EXERCISE:
Copy every record below exactly as it appears.
Segment Start: PROVIDED MATERIAL
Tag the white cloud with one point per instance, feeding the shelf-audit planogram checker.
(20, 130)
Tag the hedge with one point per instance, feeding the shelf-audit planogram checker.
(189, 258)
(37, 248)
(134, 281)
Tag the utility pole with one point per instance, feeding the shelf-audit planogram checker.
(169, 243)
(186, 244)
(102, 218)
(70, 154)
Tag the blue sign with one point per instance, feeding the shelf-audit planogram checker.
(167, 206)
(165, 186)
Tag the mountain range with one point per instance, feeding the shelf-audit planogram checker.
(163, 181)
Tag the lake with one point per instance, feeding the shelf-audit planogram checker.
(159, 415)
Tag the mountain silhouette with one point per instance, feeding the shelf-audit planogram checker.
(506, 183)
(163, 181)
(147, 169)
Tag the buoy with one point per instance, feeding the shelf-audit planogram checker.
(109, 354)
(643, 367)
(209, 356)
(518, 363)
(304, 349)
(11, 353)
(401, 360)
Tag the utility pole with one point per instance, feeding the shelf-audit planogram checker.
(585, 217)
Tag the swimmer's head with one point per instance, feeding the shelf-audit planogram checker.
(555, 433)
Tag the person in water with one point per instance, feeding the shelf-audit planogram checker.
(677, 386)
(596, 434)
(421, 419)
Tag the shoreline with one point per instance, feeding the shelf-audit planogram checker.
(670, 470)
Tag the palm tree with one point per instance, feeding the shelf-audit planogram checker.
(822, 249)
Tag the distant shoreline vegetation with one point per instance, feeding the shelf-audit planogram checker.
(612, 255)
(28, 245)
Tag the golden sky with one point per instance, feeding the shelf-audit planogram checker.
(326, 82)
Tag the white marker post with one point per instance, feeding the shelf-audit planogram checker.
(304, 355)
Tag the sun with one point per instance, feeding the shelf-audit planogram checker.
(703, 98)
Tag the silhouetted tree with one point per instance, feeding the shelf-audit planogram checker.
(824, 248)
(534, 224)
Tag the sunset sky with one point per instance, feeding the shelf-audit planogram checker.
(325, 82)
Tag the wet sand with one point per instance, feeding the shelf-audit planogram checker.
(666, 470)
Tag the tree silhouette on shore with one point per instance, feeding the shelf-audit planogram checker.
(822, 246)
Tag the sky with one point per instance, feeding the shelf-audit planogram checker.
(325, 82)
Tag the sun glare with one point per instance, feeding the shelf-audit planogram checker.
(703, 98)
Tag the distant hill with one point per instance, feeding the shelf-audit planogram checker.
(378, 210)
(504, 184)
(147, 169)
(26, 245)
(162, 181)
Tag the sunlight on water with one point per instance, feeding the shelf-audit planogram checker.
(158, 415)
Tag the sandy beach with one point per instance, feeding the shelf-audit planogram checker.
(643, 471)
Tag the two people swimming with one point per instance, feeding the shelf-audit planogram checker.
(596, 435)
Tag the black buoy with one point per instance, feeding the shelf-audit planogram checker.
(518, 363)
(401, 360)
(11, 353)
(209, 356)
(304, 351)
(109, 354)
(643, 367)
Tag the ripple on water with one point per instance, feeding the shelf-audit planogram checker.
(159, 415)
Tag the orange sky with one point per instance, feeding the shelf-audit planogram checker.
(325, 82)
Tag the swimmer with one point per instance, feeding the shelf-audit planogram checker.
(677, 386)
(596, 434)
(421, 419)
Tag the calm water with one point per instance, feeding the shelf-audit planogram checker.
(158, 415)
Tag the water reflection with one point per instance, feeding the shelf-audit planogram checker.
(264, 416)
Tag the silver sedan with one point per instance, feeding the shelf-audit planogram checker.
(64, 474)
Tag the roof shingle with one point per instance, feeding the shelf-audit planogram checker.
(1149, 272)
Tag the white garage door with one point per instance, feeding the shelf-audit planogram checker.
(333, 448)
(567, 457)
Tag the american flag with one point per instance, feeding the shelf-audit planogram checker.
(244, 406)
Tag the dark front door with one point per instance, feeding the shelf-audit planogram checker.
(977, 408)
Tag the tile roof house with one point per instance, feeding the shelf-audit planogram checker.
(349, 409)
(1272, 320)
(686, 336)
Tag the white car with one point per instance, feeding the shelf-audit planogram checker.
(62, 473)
Segment End: PROVIDED MATERIAL
SOLUTION TO THIS TASK:
Tag the white cloud with one point per instance, feeding the shelf-audit planogram checker.
(20, 130)
Tag the hedge with one point per instance, feeding the shelf-audit planogram checker.
(189, 258)
(37, 248)
(134, 281)
Tag the utility pole with one point per instance, feeding the shelf-audit planogram checker.
(169, 243)
(186, 244)
(102, 218)
(70, 154)
Tag the blue sign with one point per instance, feeding the shelf-audit planogram checker.
(167, 206)
(165, 186)
Tag the mountain range with one point per instance, feeding the shelf-audit planogram checker.
(163, 181)
Tag the lake with one point per instance, feeding the shelf-audit planogram checker.
(159, 415)
Tag the mountain silhouette with one point per instance, feeding the shelf-audit planogram checker.
(506, 183)
(163, 181)
(147, 169)
Tag the buoy with one point per instance, feeding the shelf-audit planogram checker.
(109, 354)
(643, 367)
(209, 356)
(518, 363)
(304, 349)
(11, 353)
(401, 360)
Tag the utility pole with one point per instance, feeding the shelf-audit planogram checker.
(585, 217)
Tag the swimmer's head with one point per instance, feeding the shelf-audit planogram checker.
(555, 433)
Tag the person in water with one point per instance, feeding the shelf-audit planogram checker.
(677, 386)
(596, 434)
(421, 419)
Tag the shoreline with one point per instance, feeding the shelf-audit planogram checker.
(670, 470)
Tag the palm tree with one point per instance, feeding the shelf-audit planogram checker.
(822, 249)
Tag the distant shoreline vegetation with one point per instance, feeding the shelf-audit planogram checker.
(612, 255)
(28, 245)
Tag the golden sky with one point per instance, feeding the shelf-audit planogram checker.
(326, 82)
Tag the white marker post with one point per instance, feeding the shelf-audit planogram checker.
(304, 355)
Tag the sun with one point per instance, feeding the shelf-audit planogram checker.
(703, 98)
Tag the silhouetted tree with one point per instance, feeding the shelf-audit planogram checker.
(824, 248)
(534, 224)
Tag the sunset sky with one point per instance, feeding the shelf-audit planogram checker.
(325, 82)
Tag the wet sand with one point per instance, feeding the shelf-audit planogram checker.
(666, 470)
Tag the tree silhouette on shore with one point per instance, feeding the shelf-audit planogram checker.
(822, 246)
Tag the sky with one point per instance, feeding the shelf-audit planogram checker.
(325, 82)
Tag the sun glare with one point per instance, feeding the shelf-audit planogram checker.
(703, 98)
Tag the distant hill with one point per instance, feeding the shelf-audit planogram checker.
(378, 210)
(504, 184)
(147, 169)
(26, 245)
(162, 181)
Tag the sunlight on water with one point per instance, feeding the shelf-audit planogram checker.
(158, 415)
Tag the sandy beach with one point per instance, feeding the shelf-audit planogram checker.
(643, 471)
Tag the two people swimming with one point per instance, feeding the shelf-audit planogram checker.
(596, 435)
Tag the black buoy with one point per instance, feeding the shelf-audit planogram checker.
(518, 363)
(401, 360)
(11, 353)
(209, 356)
(304, 351)
(109, 354)
(643, 367)
Tag the ripple on water with one point per instance, feeding the shelf-audit planogram checker.
(159, 415)
Tag the orange sky with one point per instance, feeding the shelf-audit planogram checker.
(325, 82)
Tag the swimmer with one point per instance, feeding the shelf-audit planogram checker.
(677, 386)
(596, 434)
(421, 419)
Tag the calm water with one point per instance, feeding the shelf-audit planogram checker.
(158, 415)
Tag the water reflection with one point per instance, feeding the shelf-audit planogram checker.
(264, 416)
Tag the silver sedan with one point per instance, feeding the shelf-audit planogram checker.
(64, 474)
Tag the roof shingle with one point per instance, feeding the shelf-audit planogram checker.
(1149, 272)
Tag the white garage door with one point per instance, feeding the shelf-audit planogram checker.
(333, 448)
(567, 457)
Tag the american flag with one point per instance, feeding the shelf-audit planogram checker.
(244, 406)
Tag the dark front door with one point per instance, feeding the shelf-audit planogram checker.
(977, 408)
Tag the tile roof house with one point per instance, feeding the shelf-audit planogram checker.
(349, 409)
(1272, 320)
(686, 336)
Tag the white car with one point per instance, feeding the shelf-audit planogram checker.
(62, 473)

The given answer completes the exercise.